Stored items
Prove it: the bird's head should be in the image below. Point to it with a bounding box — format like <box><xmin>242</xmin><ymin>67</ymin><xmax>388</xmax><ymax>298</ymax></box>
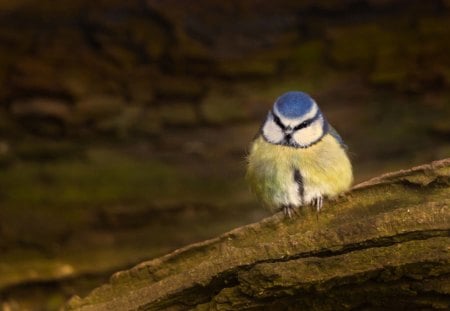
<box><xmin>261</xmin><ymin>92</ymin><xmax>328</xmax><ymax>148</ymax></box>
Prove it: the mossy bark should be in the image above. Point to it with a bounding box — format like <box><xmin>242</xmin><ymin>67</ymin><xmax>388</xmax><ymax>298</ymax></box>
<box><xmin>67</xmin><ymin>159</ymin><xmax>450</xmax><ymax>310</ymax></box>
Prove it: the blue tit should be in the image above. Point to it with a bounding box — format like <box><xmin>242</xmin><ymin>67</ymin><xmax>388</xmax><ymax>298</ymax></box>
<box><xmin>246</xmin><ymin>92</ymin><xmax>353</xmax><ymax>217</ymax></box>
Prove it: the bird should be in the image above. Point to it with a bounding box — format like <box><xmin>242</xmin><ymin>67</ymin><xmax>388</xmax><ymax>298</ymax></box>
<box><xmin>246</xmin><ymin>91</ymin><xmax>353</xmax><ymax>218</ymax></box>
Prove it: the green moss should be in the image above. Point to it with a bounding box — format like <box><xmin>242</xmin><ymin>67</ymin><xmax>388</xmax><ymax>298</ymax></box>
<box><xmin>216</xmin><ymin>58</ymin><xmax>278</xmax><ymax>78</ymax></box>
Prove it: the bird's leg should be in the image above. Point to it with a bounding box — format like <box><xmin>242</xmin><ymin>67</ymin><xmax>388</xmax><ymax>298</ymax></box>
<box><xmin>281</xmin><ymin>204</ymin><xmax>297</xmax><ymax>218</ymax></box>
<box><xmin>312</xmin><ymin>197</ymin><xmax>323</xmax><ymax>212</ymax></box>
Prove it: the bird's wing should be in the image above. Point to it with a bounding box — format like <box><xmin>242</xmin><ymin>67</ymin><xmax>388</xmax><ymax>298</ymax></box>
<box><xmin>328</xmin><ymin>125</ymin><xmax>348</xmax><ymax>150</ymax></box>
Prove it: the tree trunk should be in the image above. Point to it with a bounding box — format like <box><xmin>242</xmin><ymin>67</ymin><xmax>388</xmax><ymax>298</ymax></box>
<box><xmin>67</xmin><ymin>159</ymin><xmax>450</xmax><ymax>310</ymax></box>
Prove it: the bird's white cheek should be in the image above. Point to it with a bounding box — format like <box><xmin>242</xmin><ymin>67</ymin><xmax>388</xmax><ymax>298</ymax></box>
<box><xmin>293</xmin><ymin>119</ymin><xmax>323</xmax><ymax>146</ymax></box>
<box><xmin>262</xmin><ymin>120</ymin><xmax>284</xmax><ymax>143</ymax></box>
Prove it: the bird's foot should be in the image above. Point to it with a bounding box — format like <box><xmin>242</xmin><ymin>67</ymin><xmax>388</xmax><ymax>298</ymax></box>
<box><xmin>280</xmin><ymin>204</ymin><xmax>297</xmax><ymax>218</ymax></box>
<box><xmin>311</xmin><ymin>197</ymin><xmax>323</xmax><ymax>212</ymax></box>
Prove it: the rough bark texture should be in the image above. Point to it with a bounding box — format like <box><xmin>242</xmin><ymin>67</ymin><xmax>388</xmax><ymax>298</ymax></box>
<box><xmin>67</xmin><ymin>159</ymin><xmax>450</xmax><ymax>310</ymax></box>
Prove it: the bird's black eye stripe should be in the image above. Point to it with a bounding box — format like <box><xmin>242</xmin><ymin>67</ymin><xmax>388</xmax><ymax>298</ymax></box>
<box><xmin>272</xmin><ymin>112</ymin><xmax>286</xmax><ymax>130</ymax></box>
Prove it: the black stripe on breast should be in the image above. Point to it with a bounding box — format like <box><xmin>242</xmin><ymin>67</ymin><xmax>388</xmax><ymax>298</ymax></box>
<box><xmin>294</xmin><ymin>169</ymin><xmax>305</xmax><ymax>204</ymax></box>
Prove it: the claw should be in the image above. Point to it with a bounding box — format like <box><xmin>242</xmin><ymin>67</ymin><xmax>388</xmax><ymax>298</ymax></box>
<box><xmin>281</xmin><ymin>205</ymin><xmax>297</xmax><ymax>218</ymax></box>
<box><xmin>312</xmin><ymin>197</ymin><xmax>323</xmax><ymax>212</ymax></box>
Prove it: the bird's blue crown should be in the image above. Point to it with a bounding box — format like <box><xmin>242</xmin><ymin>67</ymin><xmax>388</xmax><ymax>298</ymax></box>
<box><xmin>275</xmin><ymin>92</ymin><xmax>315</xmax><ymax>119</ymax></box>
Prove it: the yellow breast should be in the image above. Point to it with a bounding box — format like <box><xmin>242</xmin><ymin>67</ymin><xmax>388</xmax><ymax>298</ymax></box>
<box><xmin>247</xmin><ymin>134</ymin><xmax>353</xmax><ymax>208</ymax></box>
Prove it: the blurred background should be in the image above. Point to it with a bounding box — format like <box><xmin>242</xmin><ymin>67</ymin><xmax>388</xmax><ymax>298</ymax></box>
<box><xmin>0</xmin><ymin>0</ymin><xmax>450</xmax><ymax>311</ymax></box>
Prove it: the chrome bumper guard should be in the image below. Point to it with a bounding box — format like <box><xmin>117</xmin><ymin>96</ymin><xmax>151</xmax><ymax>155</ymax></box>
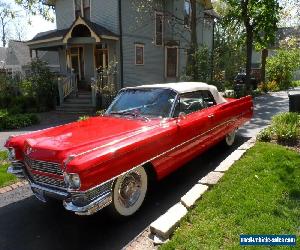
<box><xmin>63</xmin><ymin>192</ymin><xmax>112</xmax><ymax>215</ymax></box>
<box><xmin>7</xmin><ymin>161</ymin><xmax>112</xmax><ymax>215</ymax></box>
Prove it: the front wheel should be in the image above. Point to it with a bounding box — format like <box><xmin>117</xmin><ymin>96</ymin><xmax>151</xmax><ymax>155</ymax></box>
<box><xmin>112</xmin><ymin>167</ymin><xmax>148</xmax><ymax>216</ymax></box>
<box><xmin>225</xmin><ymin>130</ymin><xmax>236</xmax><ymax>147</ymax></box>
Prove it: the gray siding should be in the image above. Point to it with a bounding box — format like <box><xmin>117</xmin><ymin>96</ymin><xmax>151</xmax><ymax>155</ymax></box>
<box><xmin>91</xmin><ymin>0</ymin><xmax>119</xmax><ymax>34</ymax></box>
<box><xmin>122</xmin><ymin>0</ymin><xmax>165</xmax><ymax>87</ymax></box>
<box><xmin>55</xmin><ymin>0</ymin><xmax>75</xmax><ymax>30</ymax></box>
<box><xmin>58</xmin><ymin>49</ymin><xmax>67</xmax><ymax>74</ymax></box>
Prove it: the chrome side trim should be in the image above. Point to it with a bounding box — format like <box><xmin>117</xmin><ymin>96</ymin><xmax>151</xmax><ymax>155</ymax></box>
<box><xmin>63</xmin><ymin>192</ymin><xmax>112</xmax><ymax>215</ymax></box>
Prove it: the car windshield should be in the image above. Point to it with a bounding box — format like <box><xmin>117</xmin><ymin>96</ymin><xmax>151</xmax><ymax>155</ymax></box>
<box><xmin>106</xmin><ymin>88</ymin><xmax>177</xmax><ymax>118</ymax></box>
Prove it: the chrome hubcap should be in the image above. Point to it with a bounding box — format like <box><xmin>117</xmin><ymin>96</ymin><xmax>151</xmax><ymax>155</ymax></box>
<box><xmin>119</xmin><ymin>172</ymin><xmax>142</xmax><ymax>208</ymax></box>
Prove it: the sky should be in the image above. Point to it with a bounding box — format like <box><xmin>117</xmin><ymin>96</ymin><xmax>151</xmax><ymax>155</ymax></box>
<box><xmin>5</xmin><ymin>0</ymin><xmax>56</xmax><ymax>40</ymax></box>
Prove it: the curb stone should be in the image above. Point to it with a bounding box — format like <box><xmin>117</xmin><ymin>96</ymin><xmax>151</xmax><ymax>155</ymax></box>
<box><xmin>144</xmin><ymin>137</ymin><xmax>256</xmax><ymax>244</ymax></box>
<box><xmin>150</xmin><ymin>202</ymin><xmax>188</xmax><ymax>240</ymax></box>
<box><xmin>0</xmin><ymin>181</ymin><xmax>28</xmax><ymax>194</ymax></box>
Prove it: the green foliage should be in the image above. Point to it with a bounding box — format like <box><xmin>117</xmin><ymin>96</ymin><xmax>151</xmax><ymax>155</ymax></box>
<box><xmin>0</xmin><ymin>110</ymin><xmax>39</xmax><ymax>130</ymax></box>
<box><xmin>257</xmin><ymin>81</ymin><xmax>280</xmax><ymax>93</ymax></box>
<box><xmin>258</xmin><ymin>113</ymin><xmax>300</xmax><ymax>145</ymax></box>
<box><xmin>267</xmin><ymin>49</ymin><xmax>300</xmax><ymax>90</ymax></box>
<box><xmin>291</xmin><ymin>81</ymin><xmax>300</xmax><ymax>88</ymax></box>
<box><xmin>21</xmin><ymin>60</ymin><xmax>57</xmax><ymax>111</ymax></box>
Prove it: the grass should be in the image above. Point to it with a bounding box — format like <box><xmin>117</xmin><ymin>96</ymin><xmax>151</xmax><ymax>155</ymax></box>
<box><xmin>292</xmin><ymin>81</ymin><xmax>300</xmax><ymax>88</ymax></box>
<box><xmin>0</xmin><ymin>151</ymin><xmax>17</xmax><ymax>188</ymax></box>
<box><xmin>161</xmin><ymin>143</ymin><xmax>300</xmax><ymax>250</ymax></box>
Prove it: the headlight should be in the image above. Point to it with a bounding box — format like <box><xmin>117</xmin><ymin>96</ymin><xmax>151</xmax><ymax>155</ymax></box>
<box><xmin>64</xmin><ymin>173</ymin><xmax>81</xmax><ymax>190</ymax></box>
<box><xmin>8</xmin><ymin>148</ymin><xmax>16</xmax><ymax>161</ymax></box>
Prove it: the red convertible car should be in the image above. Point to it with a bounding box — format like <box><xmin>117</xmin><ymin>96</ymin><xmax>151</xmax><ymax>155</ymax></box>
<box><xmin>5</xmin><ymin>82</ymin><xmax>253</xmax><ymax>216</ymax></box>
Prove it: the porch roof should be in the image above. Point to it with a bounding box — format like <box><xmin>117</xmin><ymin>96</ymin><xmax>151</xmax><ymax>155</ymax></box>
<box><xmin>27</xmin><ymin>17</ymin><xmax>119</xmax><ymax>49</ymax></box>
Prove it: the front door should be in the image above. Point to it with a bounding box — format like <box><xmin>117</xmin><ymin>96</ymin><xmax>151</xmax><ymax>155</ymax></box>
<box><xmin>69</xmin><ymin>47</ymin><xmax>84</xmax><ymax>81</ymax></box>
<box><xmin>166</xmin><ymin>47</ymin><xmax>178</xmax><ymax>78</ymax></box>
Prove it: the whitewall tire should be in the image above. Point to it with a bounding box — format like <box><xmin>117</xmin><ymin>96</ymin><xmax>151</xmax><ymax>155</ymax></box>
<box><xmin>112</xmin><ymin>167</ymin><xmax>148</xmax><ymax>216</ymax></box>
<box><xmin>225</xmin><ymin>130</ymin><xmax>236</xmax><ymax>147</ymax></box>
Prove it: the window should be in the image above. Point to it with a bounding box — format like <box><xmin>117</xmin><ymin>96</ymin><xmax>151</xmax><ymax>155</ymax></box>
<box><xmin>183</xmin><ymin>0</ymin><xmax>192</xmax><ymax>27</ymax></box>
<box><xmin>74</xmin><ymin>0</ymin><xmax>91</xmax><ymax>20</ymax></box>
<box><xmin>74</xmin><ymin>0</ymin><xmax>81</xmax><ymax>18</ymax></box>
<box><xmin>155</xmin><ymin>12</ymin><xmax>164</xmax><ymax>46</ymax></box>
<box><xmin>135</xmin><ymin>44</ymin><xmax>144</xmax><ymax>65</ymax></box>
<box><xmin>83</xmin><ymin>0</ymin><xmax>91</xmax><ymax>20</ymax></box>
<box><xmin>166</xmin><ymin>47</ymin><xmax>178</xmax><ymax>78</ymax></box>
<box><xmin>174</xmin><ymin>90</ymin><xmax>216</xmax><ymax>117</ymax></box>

Task prompt = Copy out the lines that begin at the one containing "Prove it: the whitewall" and run through the last of the items, keeping both ends.

Answer below =
Prove it: the whitewall tire should be in the image above. Point to it with a bounding box — format like <box><xmin>117</xmin><ymin>96</ymin><xmax>151</xmax><ymax>155</ymax></box>
<box><xmin>112</xmin><ymin>167</ymin><xmax>148</xmax><ymax>216</ymax></box>
<box><xmin>225</xmin><ymin>130</ymin><xmax>236</xmax><ymax>147</ymax></box>
Prove it: the window should be in the image above. Point to it with a bounding box — format like <box><xmin>117</xmin><ymin>96</ymin><xmax>151</xmax><ymax>155</ymax></box>
<box><xmin>183</xmin><ymin>0</ymin><xmax>192</xmax><ymax>27</ymax></box>
<box><xmin>74</xmin><ymin>0</ymin><xmax>91</xmax><ymax>20</ymax></box>
<box><xmin>74</xmin><ymin>0</ymin><xmax>81</xmax><ymax>18</ymax></box>
<box><xmin>155</xmin><ymin>12</ymin><xmax>164</xmax><ymax>46</ymax></box>
<box><xmin>135</xmin><ymin>44</ymin><xmax>144</xmax><ymax>65</ymax></box>
<box><xmin>83</xmin><ymin>0</ymin><xmax>91</xmax><ymax>20</ymax></box>
<box><xmin>166</xmin><ymin>47</ymin><xmax>178</xmax><ymax>78</ymax></box>
<box><xmin>174</xmin><ymin>90</ymin><xmax>216</xmax><ymax>117</ymax></box>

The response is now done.